### TEXT SHOWN
Martha Stewart's One-Pan Pasta

Because there were still a couple things slowing us down in pursuit of our favorite weeknight meal: waiting for a big pot of water to boil, and constructing a sauce of some kind.

This pasta dispenses with both. It cooks entirely in one pan (without boiling water first) and makes its own sauce, all in about 9 minutes.

Martha Stewart's One-Pan Pasta  Martha Stewart's One-Pan Pasta

More: The fastest way to slice those tomatoes.

How? You pile dry pasta, a measured amount of water, and a few flavoring agents into a skillet, then boil the liquid away. The ratios are perfect for cooking the pasta and sauce at once, without risking too-soft (or too-crunchy) noodles, or leaving a watery puddle behind.

The only thing you need to remember to do is futz with the pasta now and again with tongs or a fork, to keep it from cooking into a brick of linguine.

Martha Stewart's One-Pan Pasta

This recipe was first published in Martha Stewart Living in June of last year, after a savvy member of their team spotted a chef using the method in a small town in Puglia. The technique made the rounds in the blogosphere and has inspired a number of spinoffs, some of which have gone beyond pasta, like Deb Perelman's farro riff.

So the method has shaved time, BTUs, and dirty dishes from our pasta cooking experience, but it comes with a number of other compelling benefits, too. For one thing, because you're cooking the pasta directly in ingredients that quickly condense into a sauce, the flavors absorb into the noodles as they cook, rather than just sitting on top.

Martha Stewart's One-Pot Pasta  Martha Stewart's One-Pan Pasta

At the same time, the pasta is giving off starch, thickening the sauce and making it creamy, despite being entirely vegan (minus the arguably optional finish of Parmesan cheese). You don't need to remember to reserve a cup of pasta water (or know what to do with it).

Though it only cooks for 9 minutes, the sauce is intensely flavored with not just fresh tomatoes, basil, and garlic, but a sweet-savory backbone of cooked onion too -- which we needn't sauté in oil first, as we always do. Here, its effect is more like a concentrated stock or soup, and not dissimilar to our other favorite pasta sauce, Marcella Hazan's tomato sauce simmered with butter and an onion.

### GIVEN ENTRIES
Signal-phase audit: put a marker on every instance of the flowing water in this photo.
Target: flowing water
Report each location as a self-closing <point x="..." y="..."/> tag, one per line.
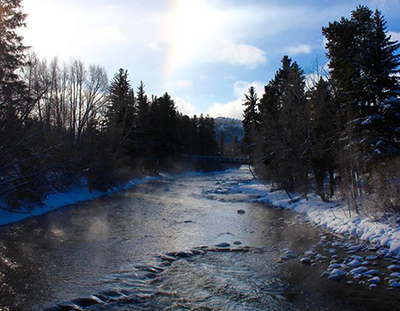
<point x="153" y="248"/>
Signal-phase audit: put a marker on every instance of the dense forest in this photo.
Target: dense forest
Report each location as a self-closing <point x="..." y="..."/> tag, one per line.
<point x="341" y="132"/>
<point x="61" y="123"/>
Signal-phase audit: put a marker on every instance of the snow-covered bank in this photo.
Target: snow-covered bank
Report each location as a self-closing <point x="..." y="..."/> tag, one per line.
<point x="57" y="200"/>
<point x="329" y="215"/>
<point x="78" y="194"/>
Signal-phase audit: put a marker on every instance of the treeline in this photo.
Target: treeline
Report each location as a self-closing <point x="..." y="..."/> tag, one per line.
<point x="344" y="129"/>
<point x="61" y="123"/>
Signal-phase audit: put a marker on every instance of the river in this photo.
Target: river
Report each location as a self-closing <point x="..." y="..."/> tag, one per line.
<point x="153" y="248"/>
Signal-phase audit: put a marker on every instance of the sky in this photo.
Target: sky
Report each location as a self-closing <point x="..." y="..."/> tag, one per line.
<point x="204" y="53"/>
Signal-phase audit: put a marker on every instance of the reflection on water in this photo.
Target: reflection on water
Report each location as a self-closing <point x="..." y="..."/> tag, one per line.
<point x="111" y="254"/>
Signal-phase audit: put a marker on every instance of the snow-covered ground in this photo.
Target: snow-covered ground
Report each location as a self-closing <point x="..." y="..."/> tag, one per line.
<point x="59" y="199"/>
<point x="332" y="216"/>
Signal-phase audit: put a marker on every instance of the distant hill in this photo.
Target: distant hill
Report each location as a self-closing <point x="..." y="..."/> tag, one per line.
<point x="231" y="128"/>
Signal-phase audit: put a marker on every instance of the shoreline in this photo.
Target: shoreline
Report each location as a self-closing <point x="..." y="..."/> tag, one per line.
<point x="377" y="229"/>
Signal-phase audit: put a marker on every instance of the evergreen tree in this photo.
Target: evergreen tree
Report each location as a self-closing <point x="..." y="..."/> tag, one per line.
<point x="14" y="102"/>
<point x="121" y="111"/>
<point x="285" y="128"/>
<point x="251" y="120"/>
<point x="164" y="128"/>
<point x="364" y="63"/>
<point x="323" y="135"/>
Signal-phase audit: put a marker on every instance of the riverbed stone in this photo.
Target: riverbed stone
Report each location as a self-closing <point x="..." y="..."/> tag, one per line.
<point x="375" y="280"/>
<point x="394" y="267"/>
<point x="223" y="244"/>
<point x="183" y="254"/>
<point x="339" y="272"/>
<point x="358" y="270"/>
<point x="305" y="260"/>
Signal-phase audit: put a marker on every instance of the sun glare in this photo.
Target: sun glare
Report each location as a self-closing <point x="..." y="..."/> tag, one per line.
<point x="193" y="23"/>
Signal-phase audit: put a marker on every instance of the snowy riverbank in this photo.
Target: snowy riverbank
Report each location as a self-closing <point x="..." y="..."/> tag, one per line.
<point x="57" y="200"/>
<point x="329" y="215"/>
<point x="78" y="194"/>
<point x="334" y="217"/>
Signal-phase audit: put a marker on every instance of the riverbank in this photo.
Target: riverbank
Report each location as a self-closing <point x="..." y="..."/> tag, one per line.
<point x="378" y="229"/>
<point x="81" y="193"/>
<point x="71" y="196"/>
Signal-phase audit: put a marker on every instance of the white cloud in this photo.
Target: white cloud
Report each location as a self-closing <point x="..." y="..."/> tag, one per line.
<point x="242" y="54"/>
<point x="395" y="35"/>
<point x="242" y="87"/>
<point x="299" y="49"/>
<point x="180" y="84"/>
<point x="185" y="107"/>
<point x="234" y="109"/>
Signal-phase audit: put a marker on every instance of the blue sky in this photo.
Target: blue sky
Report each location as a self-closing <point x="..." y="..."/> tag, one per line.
<point x="205" y="53"/>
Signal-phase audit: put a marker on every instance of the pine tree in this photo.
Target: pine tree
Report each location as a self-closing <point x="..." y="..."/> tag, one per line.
<point x="285" y="128"/>
<point x="364" y="66"/>
<point x="323" y="135"/>
<point x="121" y="111"/>
<point x="251" y="120"/>
<point x="364" y="63"/>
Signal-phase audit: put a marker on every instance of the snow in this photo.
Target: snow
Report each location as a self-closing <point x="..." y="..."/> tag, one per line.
<point x="82" y="193"/>
<point x="57" y="200"/>
<point x="333" y="216"/>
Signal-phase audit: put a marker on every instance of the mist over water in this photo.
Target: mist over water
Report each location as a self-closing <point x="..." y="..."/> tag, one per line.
<point x="116" y="249"/>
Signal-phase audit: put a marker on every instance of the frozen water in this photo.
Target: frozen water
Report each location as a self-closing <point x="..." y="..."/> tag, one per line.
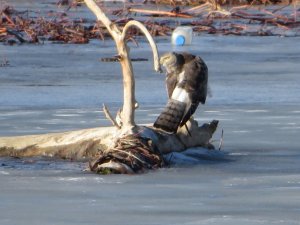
<point x="255" y="95"/>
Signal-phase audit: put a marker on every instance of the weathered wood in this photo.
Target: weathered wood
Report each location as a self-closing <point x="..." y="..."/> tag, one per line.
<point x="129" y="149"/>
<point x="128" y="109"/>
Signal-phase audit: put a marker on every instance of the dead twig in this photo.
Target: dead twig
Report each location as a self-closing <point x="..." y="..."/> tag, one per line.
<point x="109" y="117"/>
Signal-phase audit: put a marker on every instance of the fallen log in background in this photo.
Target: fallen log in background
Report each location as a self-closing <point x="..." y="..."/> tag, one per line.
<point x="127" y="147"/>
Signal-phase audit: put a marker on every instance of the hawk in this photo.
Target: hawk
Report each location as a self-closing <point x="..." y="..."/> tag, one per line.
<point x="186" y="81"/>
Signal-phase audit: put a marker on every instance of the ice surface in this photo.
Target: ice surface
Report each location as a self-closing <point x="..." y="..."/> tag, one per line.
<point x="256" y="97"/>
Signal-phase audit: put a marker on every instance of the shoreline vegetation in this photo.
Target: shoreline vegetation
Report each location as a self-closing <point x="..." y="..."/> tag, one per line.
<point x="251" y="18"/>
<point x="130" y="148"/>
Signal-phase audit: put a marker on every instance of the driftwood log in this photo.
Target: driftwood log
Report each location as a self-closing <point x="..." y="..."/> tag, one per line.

### WORK TO COMPLETE
Please list every ingredient that the one-pan pasta text above names as part of Martha Stewart's One-Pan Pasta.

### EXPECTED ANSWER
- Dry pasta (linguine)
- Water
- Tomatoes
- Basil
- Garlic
- Onion
- Parmesan cheese